> _WHAT TO PRODUCE_
Starting at the line that contains "segment **wing feather**, each instance" and ending at the last of the entries, write the lines out again with "separate parts" swapped for "disconnected parts" and nothing else changed.

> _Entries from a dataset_
********

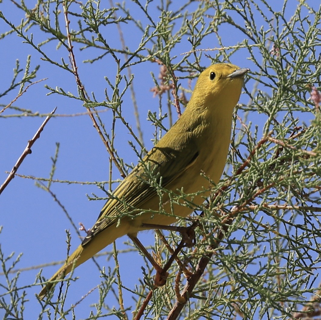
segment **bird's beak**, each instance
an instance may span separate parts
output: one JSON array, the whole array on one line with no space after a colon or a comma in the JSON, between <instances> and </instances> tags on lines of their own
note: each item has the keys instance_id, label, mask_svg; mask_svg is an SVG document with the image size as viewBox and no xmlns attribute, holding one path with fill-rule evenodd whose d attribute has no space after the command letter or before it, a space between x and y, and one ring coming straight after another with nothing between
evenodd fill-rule
<instances>
[{"instance_id":1,"label":"bird's beak","mask_svg":"<svg viewBox=\"0 0 321 320\"><path fill-rule=\"evenodd\" d=\"M243 69L239 69L239 70L232 72L230 74L229 74L227 77L227 78L231 78L233 79L234 78L237 78L238 77L242 77L246 73L250 71L250 69L248 68L243 68Z\"/></svg>"}]
</instances>

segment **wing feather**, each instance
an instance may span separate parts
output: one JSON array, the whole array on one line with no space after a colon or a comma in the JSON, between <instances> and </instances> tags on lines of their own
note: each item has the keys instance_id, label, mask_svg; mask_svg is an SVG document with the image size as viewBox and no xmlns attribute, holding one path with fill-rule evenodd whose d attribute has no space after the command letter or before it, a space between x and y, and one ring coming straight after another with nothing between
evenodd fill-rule
<instances>
[{"instance_id":1,"label":"wing feather","mask_svg":"<svg viewBox=\"0 0 321 320\"><path fill-rule=\"evenodd\" d=\"M181 134L181 138L176 137L176 141L181 144L175 147L172 141L167 144L166 139L162 139L161 142L165 143L157 144L120 183L101 209L97 222L84 239L83 246L117 222L122 214L131 211L135 214L135 209L157 196L156 188L153 186L155 181L159 184L161 178L161 185L166 188L193 165L198 156L198 150L190 133L184 133Z\"/></svg>"}]
</instances>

********

> _PROBLEM SOLUTION_
segment **wing feather**, each instance
an instance may span disconnected parts
output: one JSON array, the whole array on one line with no space after a colon or a comma in the JSON, between <instances> and </instances> tags on lines of their own
note: each item has the keys instance_id, label, mask_svg; mask_svg is an SVG document with the image size as viewBox and no xmlns attribute, holding one path with fill-rule evenodd whose d attribute has no space after the command letter or before it, a space between x and y, and one ring coming straight after another with nothing between
evenodd fill-rule
<instances>
[{"instance_id":1,"label":"wing feather","mask_svg":"<svg viewBox=\"0 0 321 320\"><path fill-rule=\"evenodd\" d=\"M181 134L181 138L176 137L176 141L181 144L175 147L172 141L167 144L166 139L162 139L161 142L165 143L157 144L120 183L101 209L97 222L84 239L83 246L117 222L122 214L131 211L135 214L135 209L157 196L156 188L153 186L155 181L159 184L161 178L161 185L166 188L193 165L198 156L198 150L190 133L184 133Z\"/></svg>"}]
</instances>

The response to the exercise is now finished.